=== Exercise data ===
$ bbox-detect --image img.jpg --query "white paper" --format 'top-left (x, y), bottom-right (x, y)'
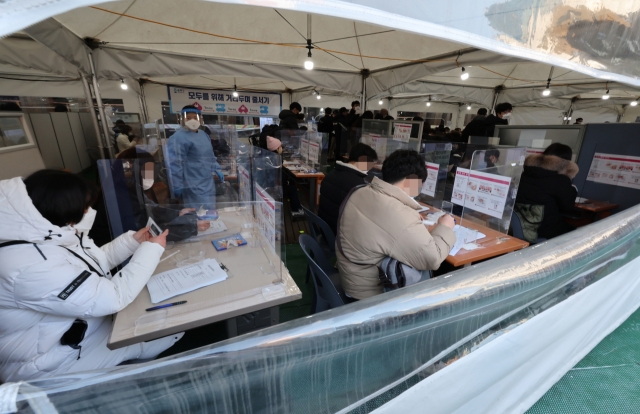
top-left (420, 162), bottom-right (440, 197)
top-left (587, 152), bottom-right (640, 190)
top-left (393, 124), bottom-right (411, 142)
top-left (198, 220), bottom-right (227, 236)
top-left (147, 259), bottom-right (227, 303)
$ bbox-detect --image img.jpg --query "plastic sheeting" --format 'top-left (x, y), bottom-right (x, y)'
top-left (5, 203), bottom-right (640, 413)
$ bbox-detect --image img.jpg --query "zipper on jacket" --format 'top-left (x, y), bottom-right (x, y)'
top-left (76, 233), bottom-right (106, 277)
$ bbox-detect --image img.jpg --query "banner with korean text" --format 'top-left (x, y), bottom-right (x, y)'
top-left (167, 86), bottom-right (282, 117)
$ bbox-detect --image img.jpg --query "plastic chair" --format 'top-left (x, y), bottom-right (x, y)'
top-left (298, 234), bottom-right (350, 313)
top-left (511, 211), bottom-right (547, 245)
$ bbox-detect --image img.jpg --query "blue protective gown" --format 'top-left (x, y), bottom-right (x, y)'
top-left (167, 128), bottom-right (220, 208)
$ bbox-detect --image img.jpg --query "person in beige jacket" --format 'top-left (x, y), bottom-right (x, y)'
top-left (336, 150), bottom-right (456, 299)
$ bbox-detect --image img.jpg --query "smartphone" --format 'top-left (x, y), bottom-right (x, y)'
top-left (147, 217), bottom-right (162, 237)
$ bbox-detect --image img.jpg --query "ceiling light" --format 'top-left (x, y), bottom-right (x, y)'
top-left (460, 66), bottom-right (469, 80)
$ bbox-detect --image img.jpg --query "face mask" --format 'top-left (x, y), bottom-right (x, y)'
top-left (142, 178), bottom-right (153, 191)
top-left (73, 207), bottom-right (96, 233)
top-left (184, 119), bottom-right (200, 131)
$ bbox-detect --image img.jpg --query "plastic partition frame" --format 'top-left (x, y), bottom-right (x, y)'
top-left (12, 206), bottom-right (640, 413)
top-left (452, 148), bottom-right (526, 234)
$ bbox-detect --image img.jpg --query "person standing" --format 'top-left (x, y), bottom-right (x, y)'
top-left (484, 102), bottom-right (513, 137)
top-left (167, 105), bottom-right (224, 208)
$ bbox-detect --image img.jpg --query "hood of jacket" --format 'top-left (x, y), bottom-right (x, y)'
top-left (0, 177), bottom-right (78, 246)
top-left (524, 154), bottom-right (580, 179)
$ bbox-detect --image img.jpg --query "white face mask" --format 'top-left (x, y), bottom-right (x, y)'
top-left (142, 178), bottom-right (153, 191)
top-left (73, 207), bottom-right (97, 233)
top-left (184, 119), bottom-right (200, 131)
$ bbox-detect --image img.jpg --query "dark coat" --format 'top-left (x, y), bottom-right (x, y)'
top-left (318, 161), bottom-right (367, 234)
top-left (461, 115), bottom-right (487, 142)
top-left (483, 115), bottom-right (509, 137)
top-left (278, 109), bottom-right (298, 129)
top-left (516, 154), bottom-right (579, 239)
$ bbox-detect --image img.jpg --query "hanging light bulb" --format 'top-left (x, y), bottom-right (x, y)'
top-left (460, 66), bottom-right (469, 80)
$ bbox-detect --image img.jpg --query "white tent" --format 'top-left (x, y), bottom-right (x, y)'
top-left (0, 0), bottom-right (640, 125)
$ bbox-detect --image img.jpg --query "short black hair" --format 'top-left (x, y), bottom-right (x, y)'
top-left (543, 142), bottom-right (573, 161)
top-left (349, 142), bottom-right (378, 162)
top-left (496, 102), bottom-right (513, 114)
top-left (24, 170), bottom-right (97, 227)
top-left (382, 150), bottom-right (427, 184)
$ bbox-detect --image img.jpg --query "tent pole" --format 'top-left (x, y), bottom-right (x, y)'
top-left (88, 52), bottom-right (115, 159)
top-left (78, 70), bottom-right (105, 159)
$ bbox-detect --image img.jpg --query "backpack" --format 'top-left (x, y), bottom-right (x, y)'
top-left (336, 184), bottom-right (422, 292)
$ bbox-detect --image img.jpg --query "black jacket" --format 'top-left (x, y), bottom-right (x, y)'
top-left (516, 154), bottom-right (579, 239)
top-left (483, 115), bottom-right (509, 137)
top-left (278, 109), bottom-right (298, 129)
top-left (461, 115), bottom-right (487, 143)
top-left (318, 161), bottom-right (367, 234)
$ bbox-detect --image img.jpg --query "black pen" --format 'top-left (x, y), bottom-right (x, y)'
top-left (145, 300), bottom-right (187, 312)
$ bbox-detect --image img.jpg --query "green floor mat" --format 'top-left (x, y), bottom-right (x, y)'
top-left (527, 310), bottom-right (640, 414)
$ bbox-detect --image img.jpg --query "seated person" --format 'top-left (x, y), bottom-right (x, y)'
top-left (0, 170), bottom-right (183, 382)
top-left (514, 143), bottom-right (579, 242)
top-left (336, 150), bottom-right (456, 299)
top-left (318, 143), bottom-right (378, 234)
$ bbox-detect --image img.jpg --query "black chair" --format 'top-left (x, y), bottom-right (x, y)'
top-left (511, 211), bottom-right (547, 245)
top-left (299, 234), bottom-right (351, 313)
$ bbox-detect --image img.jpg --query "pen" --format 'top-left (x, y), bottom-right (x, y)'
top-left (145, 300), bottom-right (187, 312)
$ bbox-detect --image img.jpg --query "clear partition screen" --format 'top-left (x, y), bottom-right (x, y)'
top-left (452, 148), bottom-right (525, 234)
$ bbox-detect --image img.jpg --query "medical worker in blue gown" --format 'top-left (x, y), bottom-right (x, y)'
top-left (167, 105), bottom-right (224, 209)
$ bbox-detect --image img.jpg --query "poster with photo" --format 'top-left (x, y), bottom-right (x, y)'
top-left (255, 183), bottom-right (276, 254)
top-left (420, 162), bottom-right (440, 197)
top-left (587, 152), bottom-right (640, 190)
top-left (451, 168), bottom-right (511, 218)
top-left (393, 124), bottom-right (411, 143)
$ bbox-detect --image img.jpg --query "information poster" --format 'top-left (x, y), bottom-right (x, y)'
top-left (587, 152), bottom-right (640, 190)
top-left (255, 183), bottom-right (276, 254)
top-left (167, 86), bottom-right (282, 118)
top-left (421, 162), bottom-right (440, 197)
top-left (393, 124), bottom-right (411, 143)
top-left (300, 134), bottom-right (309, 162)
top-left (451, 168), bottom-right (511, 218)
top-left (238, 165), bottom-right (251, 202)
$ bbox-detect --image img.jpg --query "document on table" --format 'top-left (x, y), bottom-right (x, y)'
top-left (147, 259), bottom-right (227, 303)
top-left (449, 224), bottom-right (487, 256)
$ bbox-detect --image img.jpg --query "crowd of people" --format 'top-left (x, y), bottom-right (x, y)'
top-left (0, 97), bottom-right (578, 381)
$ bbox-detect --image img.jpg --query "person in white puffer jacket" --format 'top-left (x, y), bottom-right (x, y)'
top-left (0, 170), bottom-right (183, 382)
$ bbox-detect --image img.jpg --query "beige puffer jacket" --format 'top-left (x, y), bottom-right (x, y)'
top-left (336, 177), bottom-right (456, 299)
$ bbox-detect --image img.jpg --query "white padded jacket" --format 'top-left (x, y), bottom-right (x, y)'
top-left (0, 177), bottom-right (181, 382)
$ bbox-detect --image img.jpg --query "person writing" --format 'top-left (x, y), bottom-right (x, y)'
top-left (318, 143), bottom-right (378, 234)
top-left (0, 170), bottom-right (182, 382)
top-left (514, 143), bottom-right (580, 242)
top-left (167, 105), bottom-right (224, 209)
top-left (336, 150), bottom-right (456, 299)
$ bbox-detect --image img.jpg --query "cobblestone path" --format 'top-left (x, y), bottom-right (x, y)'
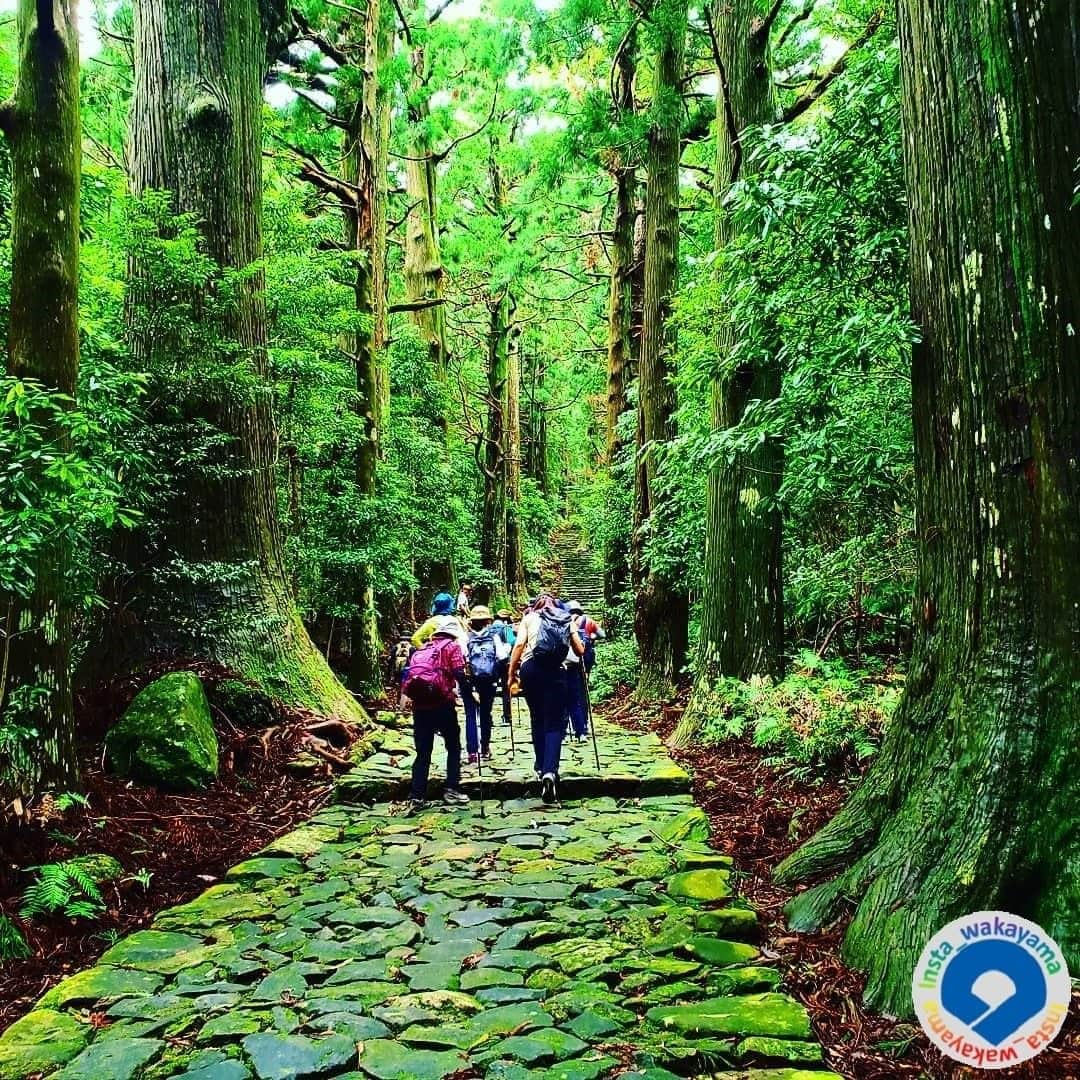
top-left (0, 712), bottom-right (839, 1080)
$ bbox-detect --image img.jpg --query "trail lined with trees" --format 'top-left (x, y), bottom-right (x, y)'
top-left (0, 0), bottom-right (1080, 1080)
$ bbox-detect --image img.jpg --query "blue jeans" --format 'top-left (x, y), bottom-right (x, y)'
top-left (461, 675), bottom-right (495, 754)
top-left (411, 702), bottom-right (461, 799)
top-left (521, 660), bottom-right (566, 777)
top-left (566, 664), bottom-right (589, 737)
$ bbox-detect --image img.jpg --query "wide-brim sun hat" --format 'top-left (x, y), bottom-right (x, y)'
top-left (431, 615), bottom-right (461, 637)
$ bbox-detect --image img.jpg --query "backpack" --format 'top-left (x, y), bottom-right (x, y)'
top-left (469, 626), bottom-right (499, 679)
top-left (578, 615), bottom-right (596, 672)
top-left (532, 607), bottom-right (571, 667)
top-left (402, 637), bottom-right (458, 708)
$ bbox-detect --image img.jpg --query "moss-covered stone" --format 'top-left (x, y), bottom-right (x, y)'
top-left (647, 994), bottom-right (810, 1039)
top-left (40, 967), bottom-right (164, 1009)
top-left (56, 1039), bottom-right (164, 1080)
top-left (105, 672), bottom-right (217, 791)
top-left (735, 1035), bottom-right (825, 1065)
top-left (683, 935), bottom-right (758, 968)
top-left (0, 1009), bottom-right (91, 1080)
top-left (667, 869), bottom-right (731, 903)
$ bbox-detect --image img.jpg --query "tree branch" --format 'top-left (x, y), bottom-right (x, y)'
top-left (387, 296), bottom-right (446, 314)
top-left (777, 0), bottom-right (818, 49)
top-left (754, 0), bottom-right (787, 44)
top-left (782, 10), bottom-right (885, 123)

=== Problem requirements ===
Copy the lines above verbatim, from the first line through the line containing "top-left (198, 220), bottom-right (227, 236)", both ends included. Omit the pictures from your copy.

=== Worked solution ===
$ bbox-detect --image img.jpg --query "white paper" --format 'top-left (x, y), bottom-right (x, y)'
top-left (420, 162), bottom-right (440, 197)
top-left (587, 152), bottom-right (640, 190)
top-left (393, 124), bottom-right (411, 142)
top-left (198, 220), bottom-right (227, 236)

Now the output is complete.